Multimodal Embeddings
Image, video, and audio embeddings. Voyage Multimodal 3.5, Gemini 2, CLIP, SigLIP.
Vector Databases
Pinecone, Weaviate, Qdrant, pgvector, LanceDB, Milvus. When to pick each, comparison matrix.
Hybrid Search
BM25 + dense + RRF fusion. Why hybrid beats dense-only. TypeScript examples with Qdrant + OpenSearch.
Reranking
Two-stage retrieval. Cohere Rerank 3.5/4.0, Voyage Rerank 2.5, BGE. Cost vs. quality trade-offs.
Chunking Strategies
Fixed, semantic, late, contextual (Anthropic). Overlap, anti-patterns, prompt caching.
Knowledge Graphs
Neo4j, KuzuDB, GraphRAG, LightRAG. When graph retrieval beats vectors. Hybrid graph+vector.
Agentic RAG
Query planning, multi-hop retrieval, self-RAG, reflection loops. LangGraph, LlamaIndex.
Evaluation Frameworks
RAGAS (faithfulness, context recall), MTEB, BEIR, recall@k, nDCG. TypeScript eval loops.
Anti-Patterns
Dense-only retrieval, no chunking, no reranking, stale embeddings, skipping evaluation.

•••••

> QUESTIONS TO ANSWER
1. Copy the stretch of the retrieval topic list from "Vector Databases" through "vs. quality trade-offs.".
2. Name every vector database listed under the "Vector Databases" heading in the retrieval topic list.

> DATASET RECORDS
•••••

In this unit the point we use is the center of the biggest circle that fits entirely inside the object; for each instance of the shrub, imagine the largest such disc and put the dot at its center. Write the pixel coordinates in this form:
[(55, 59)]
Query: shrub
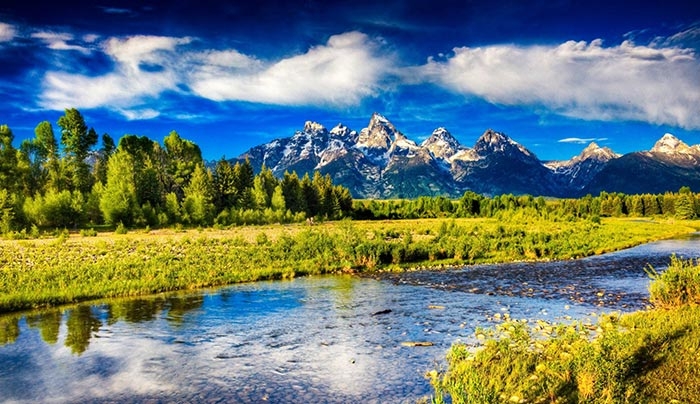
[(676, 286), (88, 232), (121, 229)]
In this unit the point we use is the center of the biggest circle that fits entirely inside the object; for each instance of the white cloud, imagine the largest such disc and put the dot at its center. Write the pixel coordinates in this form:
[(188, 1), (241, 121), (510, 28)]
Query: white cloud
[(7, 32), (579, 79), (578, 140), (59, 41), (339, 73), (124, 89)]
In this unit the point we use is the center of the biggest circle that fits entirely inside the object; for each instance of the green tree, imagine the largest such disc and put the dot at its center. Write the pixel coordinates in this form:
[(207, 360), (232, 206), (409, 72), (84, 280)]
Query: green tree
[(291, 189), (118, 202), (105, 152), (198, 203), (224, 184), (8, 159), (684, 206), (182, 156), (144, 154), (277, 201), (77, 141)]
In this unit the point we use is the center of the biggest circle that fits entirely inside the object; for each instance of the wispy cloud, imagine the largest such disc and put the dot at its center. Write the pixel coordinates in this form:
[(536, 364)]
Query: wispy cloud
[(115, 10), (59, 41), (145, 66), (7, 32), (342, 72), (578, 140), (579, 79)]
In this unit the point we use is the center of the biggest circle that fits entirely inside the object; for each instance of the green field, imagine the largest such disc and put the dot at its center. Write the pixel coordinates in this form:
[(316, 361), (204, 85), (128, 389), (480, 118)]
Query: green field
[(643, 357), (70, 268)]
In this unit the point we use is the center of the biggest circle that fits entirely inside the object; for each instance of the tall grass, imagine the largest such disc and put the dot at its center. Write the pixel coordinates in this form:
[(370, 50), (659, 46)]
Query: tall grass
[(676, 286), (67, 269), (643, 357)]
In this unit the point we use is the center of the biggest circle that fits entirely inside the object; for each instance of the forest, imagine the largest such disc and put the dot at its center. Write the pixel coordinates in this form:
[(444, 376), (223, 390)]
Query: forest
[(138, 182), (66, 181)]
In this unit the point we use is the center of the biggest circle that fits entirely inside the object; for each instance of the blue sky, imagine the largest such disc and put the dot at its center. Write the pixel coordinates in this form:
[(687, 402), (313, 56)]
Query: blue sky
[(553, 75)]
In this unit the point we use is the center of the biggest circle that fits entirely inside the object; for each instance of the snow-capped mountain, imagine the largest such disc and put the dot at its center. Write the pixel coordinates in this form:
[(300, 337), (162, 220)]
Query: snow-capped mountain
[(381, 162), (580, 170)]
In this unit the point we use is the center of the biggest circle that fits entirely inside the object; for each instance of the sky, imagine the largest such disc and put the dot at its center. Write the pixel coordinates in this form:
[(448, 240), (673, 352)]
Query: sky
[(553, 75)]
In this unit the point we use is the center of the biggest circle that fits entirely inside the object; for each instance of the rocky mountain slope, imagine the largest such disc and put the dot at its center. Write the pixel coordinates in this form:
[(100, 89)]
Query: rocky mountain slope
[(381, 162)]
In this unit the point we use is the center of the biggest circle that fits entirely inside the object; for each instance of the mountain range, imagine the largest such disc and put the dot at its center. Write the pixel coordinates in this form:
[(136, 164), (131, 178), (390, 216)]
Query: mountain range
[(381, 162)]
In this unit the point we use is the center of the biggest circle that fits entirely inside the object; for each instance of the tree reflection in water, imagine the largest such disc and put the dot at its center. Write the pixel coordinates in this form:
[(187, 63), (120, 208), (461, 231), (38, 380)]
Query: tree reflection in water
[(85, 320)]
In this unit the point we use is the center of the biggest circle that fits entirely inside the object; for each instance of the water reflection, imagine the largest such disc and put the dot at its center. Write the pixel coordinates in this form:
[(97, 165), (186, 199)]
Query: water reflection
[(307, 340)]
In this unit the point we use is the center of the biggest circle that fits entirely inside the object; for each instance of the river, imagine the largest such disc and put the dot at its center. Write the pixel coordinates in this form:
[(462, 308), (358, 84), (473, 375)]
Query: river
[(318, 339)]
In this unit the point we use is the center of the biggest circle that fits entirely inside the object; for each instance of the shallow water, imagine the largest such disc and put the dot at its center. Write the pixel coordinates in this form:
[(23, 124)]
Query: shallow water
[(321, 339)]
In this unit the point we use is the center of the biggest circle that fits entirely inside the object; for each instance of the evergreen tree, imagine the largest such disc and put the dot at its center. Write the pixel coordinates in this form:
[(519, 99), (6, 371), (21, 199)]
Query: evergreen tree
[(277, 201), (77, 141), (224, 186), (685, 204), (291, 189), (118, 202), (105, 153), (198, 203), (8, 160), (182, 156)]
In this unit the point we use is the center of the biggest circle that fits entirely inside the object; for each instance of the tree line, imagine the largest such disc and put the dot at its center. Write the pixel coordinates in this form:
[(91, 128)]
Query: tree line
[(63, 181), (683, 204)]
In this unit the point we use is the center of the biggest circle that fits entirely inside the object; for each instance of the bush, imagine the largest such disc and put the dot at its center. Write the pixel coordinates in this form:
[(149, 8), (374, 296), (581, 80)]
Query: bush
[(676, 286), (121, 229), (88, 232)]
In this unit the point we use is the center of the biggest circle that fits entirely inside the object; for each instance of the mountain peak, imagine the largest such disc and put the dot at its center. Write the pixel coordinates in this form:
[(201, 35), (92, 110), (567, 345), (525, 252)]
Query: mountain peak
[(313, 127), (596, 152), (441, 144), (379, 134), (492, 141), (669, 144)]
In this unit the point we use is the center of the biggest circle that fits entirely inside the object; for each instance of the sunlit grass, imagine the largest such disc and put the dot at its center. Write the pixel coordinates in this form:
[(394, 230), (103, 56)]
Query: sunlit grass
[(76, 267), (644, 357)]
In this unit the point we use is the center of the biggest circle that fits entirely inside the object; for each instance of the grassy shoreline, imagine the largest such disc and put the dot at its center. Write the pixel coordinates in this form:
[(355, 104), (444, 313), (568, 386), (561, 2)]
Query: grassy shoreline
[(647, 356), (50, 272)]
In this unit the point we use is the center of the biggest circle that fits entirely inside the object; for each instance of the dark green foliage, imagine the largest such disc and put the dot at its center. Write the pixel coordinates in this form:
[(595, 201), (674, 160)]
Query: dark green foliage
[(77, 141)]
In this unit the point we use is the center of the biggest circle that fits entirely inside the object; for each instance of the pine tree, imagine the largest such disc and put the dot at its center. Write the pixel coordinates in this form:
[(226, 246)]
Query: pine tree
[(118, 202)]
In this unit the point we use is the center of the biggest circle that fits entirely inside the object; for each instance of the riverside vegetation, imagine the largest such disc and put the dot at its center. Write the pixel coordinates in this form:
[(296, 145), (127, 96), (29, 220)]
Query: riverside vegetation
[(643, 357), (71, 268), (139, 184)]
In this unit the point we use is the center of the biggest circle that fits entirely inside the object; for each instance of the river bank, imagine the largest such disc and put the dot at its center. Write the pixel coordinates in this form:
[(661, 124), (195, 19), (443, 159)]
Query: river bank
[(50, 272), (648, 356), (309, 339)]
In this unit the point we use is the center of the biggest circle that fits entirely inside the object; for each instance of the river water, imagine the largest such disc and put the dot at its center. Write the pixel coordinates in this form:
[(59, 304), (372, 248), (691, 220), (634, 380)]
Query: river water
[(332, 339)]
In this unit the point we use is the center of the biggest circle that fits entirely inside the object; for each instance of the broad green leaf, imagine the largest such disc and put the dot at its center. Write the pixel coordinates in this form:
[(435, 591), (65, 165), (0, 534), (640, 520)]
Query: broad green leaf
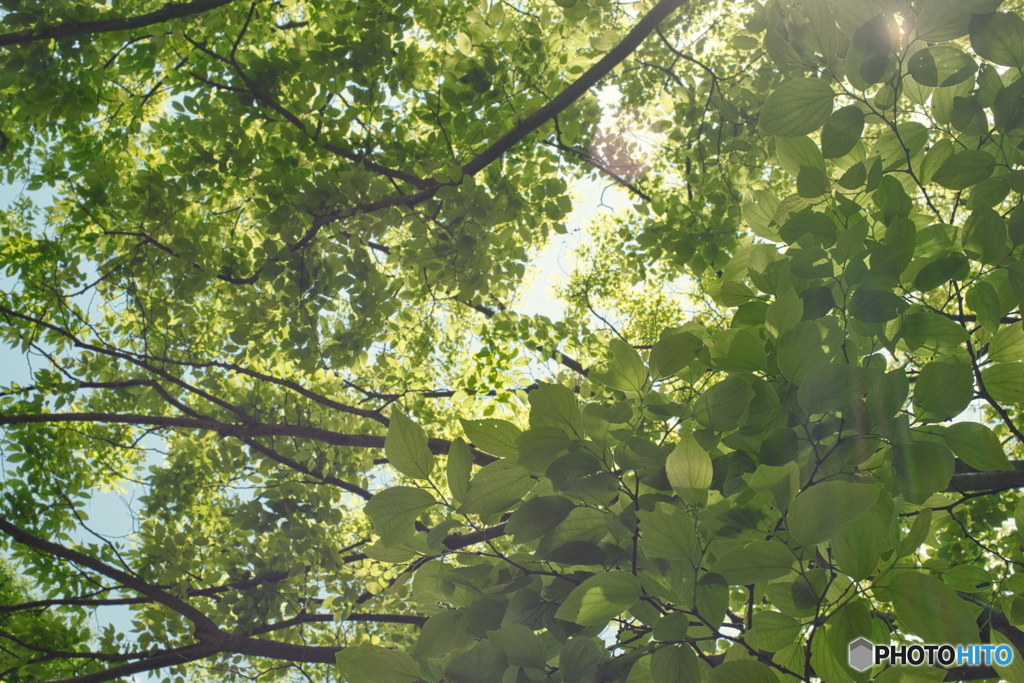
[(600, 598), (784, 312), (929, 608), (667, 531), (782, 480), (583, 524), (985, 236), (944, 388), (553, 404), (998, 37), (579, 659), (842, 131), (757, 561), (496, 488), (737, 350), (812, 182), (965, 169), (947, 19), (868, 59), (480, 664), (747, 671), (1007, 345), (393, 512), (823, 509), (856, 549), (626, 372), (495, 436), (538, 516), (794, 153), (673, 352), (940, 271), (807, 347), (459, 470), (406, 447), (919, 531), (521, 646), (923, 468), (797, 108), (941, 66), (385, 666), (675, 664), (834, 387), (984, 301), (977, 445), (442, 633), (689, 469), (774, 631), (1005, 382), (868, 305)]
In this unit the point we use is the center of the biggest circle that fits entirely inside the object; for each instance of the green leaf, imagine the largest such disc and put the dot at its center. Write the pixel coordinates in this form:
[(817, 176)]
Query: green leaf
[(868, 60), (538, 516), (929, 608), (947, 19), (689, 469), (755, 562), (497, 487), (555, 406), (406, 447), (667, 531), (579, 659), (807, 347), (868, 305), (998, 37), (747, 671), (675, 664), (797, 108), (985, 236), (1007, 345), (842, 131), (774, 631), (385, 666), (812, 182), (965, 169), (600, 598), (940, 271), (823, 509), (673, 352), (923, 468), (521, 646), (944, 388), (626, 372), (393, 511), (856, 549), (442, 633), (1005, 382), (480, 664), (984, 301), (977, 445), (941, 66), (794, 153), (460, 467), (737, 350), (919, 531), (495, 436), (834, 387)]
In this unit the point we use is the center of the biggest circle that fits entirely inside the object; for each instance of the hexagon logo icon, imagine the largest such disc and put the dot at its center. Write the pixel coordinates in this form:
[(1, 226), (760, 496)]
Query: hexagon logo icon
[(861, 651)]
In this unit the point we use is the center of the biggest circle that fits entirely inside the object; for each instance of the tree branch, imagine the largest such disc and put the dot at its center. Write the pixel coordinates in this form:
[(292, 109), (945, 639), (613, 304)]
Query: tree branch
[(171, 10)]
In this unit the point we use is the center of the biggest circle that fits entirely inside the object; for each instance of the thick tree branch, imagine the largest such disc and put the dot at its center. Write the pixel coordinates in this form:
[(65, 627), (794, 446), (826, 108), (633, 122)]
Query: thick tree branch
[(171, 10)]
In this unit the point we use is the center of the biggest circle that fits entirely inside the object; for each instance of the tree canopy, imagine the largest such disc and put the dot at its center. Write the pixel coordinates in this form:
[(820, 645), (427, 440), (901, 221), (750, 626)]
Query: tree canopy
[(274, 294)]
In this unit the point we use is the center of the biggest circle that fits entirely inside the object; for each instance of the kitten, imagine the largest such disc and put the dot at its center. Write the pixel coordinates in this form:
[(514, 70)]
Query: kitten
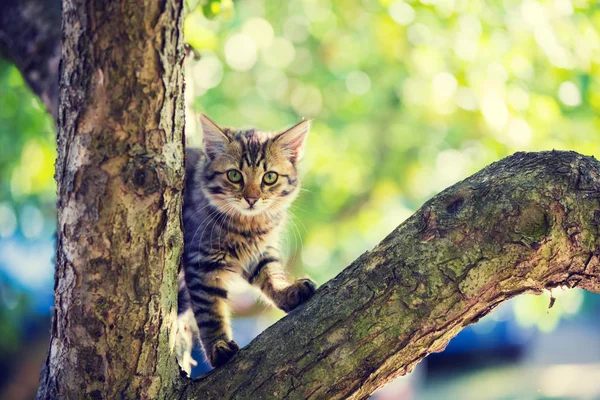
[(237, 192)]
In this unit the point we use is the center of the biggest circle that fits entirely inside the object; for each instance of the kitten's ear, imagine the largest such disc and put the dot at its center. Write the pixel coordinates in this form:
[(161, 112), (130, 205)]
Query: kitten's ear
[(292, 141), (213, 137)]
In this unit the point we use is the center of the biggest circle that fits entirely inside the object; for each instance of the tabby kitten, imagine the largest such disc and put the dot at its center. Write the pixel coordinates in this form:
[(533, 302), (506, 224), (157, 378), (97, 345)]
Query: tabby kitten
[(238, 189)]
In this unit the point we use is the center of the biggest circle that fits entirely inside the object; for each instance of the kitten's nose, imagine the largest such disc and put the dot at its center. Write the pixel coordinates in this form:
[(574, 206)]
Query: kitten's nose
[(251, 200)]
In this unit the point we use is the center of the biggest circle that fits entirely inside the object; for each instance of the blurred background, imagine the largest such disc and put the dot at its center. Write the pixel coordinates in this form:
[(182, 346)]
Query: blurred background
[(407, 97)]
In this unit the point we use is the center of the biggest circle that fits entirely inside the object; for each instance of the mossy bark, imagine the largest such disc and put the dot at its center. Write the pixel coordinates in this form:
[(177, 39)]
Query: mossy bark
[(527, 223), (120, 177)]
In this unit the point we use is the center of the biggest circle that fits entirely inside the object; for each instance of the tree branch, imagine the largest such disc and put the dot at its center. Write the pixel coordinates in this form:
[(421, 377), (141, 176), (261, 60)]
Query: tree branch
[(527, 223), (30, 37)]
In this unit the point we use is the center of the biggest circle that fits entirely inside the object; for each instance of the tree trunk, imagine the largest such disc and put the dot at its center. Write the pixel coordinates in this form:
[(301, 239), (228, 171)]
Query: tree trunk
[(527, 223), (120, 177)]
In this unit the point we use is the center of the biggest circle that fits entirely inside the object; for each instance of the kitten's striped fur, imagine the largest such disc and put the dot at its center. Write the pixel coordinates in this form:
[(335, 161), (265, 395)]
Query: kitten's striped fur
[(234, 227)]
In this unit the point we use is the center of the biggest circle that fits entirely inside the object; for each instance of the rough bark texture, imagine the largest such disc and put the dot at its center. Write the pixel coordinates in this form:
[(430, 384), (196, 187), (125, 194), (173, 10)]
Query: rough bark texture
[(119, 172), (527, 223), (30, 37)]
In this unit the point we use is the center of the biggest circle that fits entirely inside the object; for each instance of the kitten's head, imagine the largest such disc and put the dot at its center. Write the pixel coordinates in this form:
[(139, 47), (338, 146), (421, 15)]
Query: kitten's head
[(251, 172)]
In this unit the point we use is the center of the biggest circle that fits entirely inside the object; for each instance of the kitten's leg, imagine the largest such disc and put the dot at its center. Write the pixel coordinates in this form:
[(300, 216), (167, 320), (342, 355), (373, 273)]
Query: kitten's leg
[(186, 329), (269, 275), (208, 297)]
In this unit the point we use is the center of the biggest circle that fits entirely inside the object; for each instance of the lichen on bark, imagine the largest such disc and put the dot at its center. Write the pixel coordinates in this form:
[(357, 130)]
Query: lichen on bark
[(120, 177), (521, 225)]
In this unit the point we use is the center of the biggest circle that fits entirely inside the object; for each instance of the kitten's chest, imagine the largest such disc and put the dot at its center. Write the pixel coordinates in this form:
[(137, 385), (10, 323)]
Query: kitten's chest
[(248, 250)]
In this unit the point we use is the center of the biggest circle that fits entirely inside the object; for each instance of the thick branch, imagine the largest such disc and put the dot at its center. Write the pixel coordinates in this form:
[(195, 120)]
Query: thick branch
[(30, 37), (521, 225)]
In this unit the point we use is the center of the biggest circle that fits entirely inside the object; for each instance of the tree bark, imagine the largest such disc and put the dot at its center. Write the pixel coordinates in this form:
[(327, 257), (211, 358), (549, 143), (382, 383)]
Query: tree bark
[(527, 223), (30, 37), (120, 177)]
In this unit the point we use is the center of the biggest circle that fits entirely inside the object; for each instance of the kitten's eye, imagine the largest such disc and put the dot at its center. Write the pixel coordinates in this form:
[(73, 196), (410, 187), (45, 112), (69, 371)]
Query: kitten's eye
[(234, 175), (270, 177)]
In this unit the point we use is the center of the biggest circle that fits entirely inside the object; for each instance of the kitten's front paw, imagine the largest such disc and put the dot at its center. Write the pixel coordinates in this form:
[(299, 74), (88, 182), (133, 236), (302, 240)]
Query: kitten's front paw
[(222, 352), (298, 293)]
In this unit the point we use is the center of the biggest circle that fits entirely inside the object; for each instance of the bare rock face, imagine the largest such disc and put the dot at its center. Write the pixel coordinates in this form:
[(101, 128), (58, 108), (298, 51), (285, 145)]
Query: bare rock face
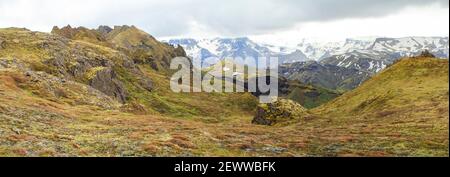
[(427, 54), (105, 80), (280, 111)]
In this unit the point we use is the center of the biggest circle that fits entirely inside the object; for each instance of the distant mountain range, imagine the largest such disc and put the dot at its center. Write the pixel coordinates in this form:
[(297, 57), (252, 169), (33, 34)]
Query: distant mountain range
[(334, 65)]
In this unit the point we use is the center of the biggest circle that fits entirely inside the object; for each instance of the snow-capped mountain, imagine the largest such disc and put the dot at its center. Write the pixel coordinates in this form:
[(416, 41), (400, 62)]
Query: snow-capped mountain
[(384, 51)]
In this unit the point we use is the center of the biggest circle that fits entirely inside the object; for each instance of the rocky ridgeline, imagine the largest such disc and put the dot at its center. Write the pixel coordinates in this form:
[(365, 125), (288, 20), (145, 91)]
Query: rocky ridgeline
[(105, 59)]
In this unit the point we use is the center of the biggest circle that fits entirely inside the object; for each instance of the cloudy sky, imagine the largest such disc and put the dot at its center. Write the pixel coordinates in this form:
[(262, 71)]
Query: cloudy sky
[(271, 21)]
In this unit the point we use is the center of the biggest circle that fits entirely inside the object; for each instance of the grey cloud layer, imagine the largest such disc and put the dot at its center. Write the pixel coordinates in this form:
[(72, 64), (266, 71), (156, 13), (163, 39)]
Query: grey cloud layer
[(231, 17)]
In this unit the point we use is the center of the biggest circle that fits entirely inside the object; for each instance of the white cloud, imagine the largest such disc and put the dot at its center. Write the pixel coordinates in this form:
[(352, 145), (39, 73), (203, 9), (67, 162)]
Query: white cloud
[(265, 20)]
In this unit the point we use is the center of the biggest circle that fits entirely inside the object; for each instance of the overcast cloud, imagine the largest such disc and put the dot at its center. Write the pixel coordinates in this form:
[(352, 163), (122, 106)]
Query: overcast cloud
[(164, 18)]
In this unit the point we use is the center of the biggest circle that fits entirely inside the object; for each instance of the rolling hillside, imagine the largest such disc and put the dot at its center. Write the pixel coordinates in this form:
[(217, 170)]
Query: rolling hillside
[(89, 96)]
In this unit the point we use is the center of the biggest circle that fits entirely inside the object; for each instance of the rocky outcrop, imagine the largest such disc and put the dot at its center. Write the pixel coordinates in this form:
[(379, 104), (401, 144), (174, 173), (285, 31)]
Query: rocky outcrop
[(106, 81), (280, 111), (54, 88), (427, 54)]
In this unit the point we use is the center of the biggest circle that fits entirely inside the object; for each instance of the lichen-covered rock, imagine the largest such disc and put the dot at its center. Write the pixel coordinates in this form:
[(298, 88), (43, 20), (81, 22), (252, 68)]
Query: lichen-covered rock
[(280, 111), (105, 80)]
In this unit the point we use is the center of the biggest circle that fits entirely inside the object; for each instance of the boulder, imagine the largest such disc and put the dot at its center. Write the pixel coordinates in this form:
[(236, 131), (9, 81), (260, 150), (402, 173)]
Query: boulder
[(282, 110), (105, 80)]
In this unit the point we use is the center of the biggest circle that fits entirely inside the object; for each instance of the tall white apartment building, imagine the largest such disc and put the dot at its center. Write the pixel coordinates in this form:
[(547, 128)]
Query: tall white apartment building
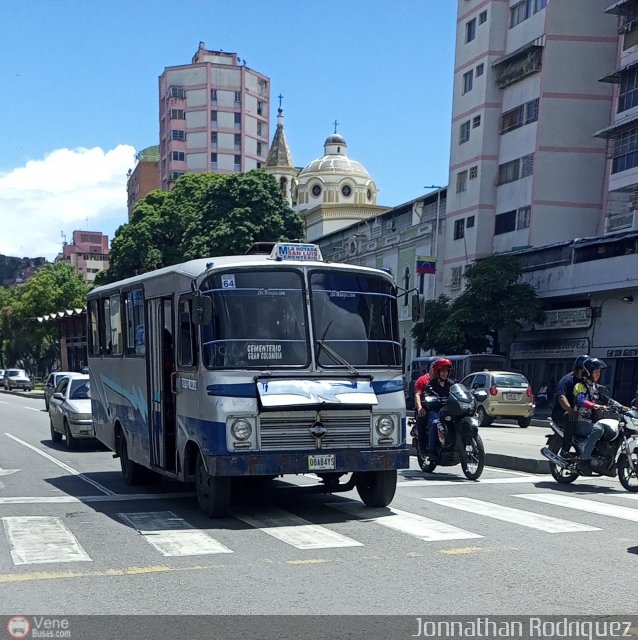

•••••

> LIST OF SOLUTIONS
1.
Vector Databases
Pinecone, Weaviate, Qdrant, pgvector, LanceDB, Milvus. When to pick each, comparison matrix.
Hybrid Search
BM25 + dense + RRF fusion. Why hybrid beats dense-only. TypeScript examples with Qdrant + OpenSearch.
Reranking
Two-stage retrieval. Cohere Rerank 3.5/4.0, Voyage Rerank 2.5, BGE. Cost vs. quality trade-offs.

2. Pinecone, Weaviate, Qdrant, pgvector, LanceDB, Milvus